● Problem set:
[1] Reproduce the stretch of the opinion letter from "Zevra Therapeutics, Inc." through "perform such documents." word for word.
[2] The opinion letter's paragraph beginning "Based upon the foregoing" says the opinion is subject to a set of items "set forth herein." List those items.

● Text:
^^^^
Zevra Therapeutics, Inc.

September 28, 2023

Page 2

 

In connection herewith, we have assumed that, other than with respect to the Company, all of the documents referred to in this opinion letter have been duly authorized by, have been duly executed and delivered by, and constitute the valid, binding and enforceable obligations of, all of the parties to such documents, all of the signatories to such documents have been duly authorized and all such parties are duly organized and validly existing and have the power and authority (corporate or other) to execute, deliver and perform such documents.

Based upon the foregoing and in reliance thereon, and subject to the assumptions, comments, qualifications, limitations and exceptions set forth herein, we are of the opinion that the issuance of the Shares in connection with the Merger Agreement has been duly authorized by all necessary corporate action of the Company and that, when issued and delivered upon the receipt by the Company of all consideration therefor in accordance with the Merger Agreement and as described in the Registration Statement, the Shares will be validly issued, fully paid and nonassessable.

Our opinion herein reflects only the application of the Delaware General Corporation Law (“DGCL”) (including the statutory provisions, all applicable provisions of the Delaware Constitution and reported judicial decisions interpreting the DGCL). The opinion set forth herein is made as of the date hereof and is subject to, and may be limited by, future changes in the factual matters set forth herein, and we undertake no duty to advise you of the same. The opinion expressed herein is based upon the law in effect (and published or otherwise generally available) on the date hereof, and we assume no obligation to revise or supplement these opinions should such law be changed by legislative action, judicial decision or otherwise. In rendering our opinion, we have not considered, and hereby disclaim any opinion as to, the application or impact of any laws, cases, decisions, rules or regulations of any other jurisdiction, court or administrative agency.
^^^^
(Recorded data)

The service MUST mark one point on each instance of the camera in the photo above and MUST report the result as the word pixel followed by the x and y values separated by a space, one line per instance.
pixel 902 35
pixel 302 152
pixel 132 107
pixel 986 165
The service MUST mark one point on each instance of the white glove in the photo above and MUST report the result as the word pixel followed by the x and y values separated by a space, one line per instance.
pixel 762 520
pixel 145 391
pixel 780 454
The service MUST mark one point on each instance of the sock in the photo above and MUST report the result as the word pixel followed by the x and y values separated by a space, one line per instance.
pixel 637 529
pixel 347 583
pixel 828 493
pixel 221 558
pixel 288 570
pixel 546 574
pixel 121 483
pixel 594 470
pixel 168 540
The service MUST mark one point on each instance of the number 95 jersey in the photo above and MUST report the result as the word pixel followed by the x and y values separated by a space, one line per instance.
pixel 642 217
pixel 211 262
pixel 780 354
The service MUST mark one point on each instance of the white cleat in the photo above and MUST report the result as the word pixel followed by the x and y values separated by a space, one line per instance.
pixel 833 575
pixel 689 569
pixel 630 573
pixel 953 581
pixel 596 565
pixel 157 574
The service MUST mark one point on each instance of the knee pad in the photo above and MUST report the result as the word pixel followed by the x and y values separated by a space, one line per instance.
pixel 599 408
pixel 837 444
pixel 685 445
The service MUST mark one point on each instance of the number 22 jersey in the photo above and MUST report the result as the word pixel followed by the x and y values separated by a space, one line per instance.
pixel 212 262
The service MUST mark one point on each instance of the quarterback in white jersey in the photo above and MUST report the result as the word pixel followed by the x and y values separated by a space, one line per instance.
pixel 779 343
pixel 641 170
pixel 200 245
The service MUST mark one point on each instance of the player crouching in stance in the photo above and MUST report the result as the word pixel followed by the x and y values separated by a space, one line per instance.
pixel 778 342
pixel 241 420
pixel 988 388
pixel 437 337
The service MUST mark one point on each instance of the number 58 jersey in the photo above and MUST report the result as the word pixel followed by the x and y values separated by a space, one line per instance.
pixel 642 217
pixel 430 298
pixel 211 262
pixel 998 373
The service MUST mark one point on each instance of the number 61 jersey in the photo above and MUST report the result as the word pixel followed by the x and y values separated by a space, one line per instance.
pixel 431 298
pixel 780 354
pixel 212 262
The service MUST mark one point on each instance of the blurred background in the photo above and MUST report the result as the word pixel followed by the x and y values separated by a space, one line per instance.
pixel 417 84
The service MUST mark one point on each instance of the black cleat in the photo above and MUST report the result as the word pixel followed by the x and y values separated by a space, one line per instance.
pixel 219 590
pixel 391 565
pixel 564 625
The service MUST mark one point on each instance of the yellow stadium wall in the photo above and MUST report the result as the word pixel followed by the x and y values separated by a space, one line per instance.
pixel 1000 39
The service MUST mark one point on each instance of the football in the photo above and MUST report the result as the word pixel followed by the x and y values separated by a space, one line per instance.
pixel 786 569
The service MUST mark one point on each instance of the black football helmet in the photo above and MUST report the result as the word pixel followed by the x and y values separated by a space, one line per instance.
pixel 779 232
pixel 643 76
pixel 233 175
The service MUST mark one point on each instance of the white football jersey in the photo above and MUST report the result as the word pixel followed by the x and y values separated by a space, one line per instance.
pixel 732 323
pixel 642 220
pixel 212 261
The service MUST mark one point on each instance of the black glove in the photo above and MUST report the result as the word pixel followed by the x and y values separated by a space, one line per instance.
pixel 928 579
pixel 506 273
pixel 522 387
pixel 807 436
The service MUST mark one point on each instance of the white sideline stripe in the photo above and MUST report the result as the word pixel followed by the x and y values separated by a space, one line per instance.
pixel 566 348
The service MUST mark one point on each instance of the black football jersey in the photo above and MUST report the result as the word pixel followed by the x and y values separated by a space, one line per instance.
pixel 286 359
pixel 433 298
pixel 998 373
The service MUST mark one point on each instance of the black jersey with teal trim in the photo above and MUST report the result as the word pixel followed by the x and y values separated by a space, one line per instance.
^^^^
● Answers for the exercise:
[1]
Zevra Therapeutics, Inc.

September 28, 2023

Page 2

 

In connection herewith, we have assumed that, other than with respect to the Company, all of the documents referred to in this opinion letter have been duly authorized by, have been duly executed and delivered by, and constitute the valid, binding and enforceable obligations of, all of the parties to such documents, all of the signatories to such documents have been duly authorized and all such parties are duly organized and validly existing and have the power and authority (corporate or other) to execute, deliver and perform such documents.

[2]
- assumptions
- comments
- qualifications
- limitations
- exceptions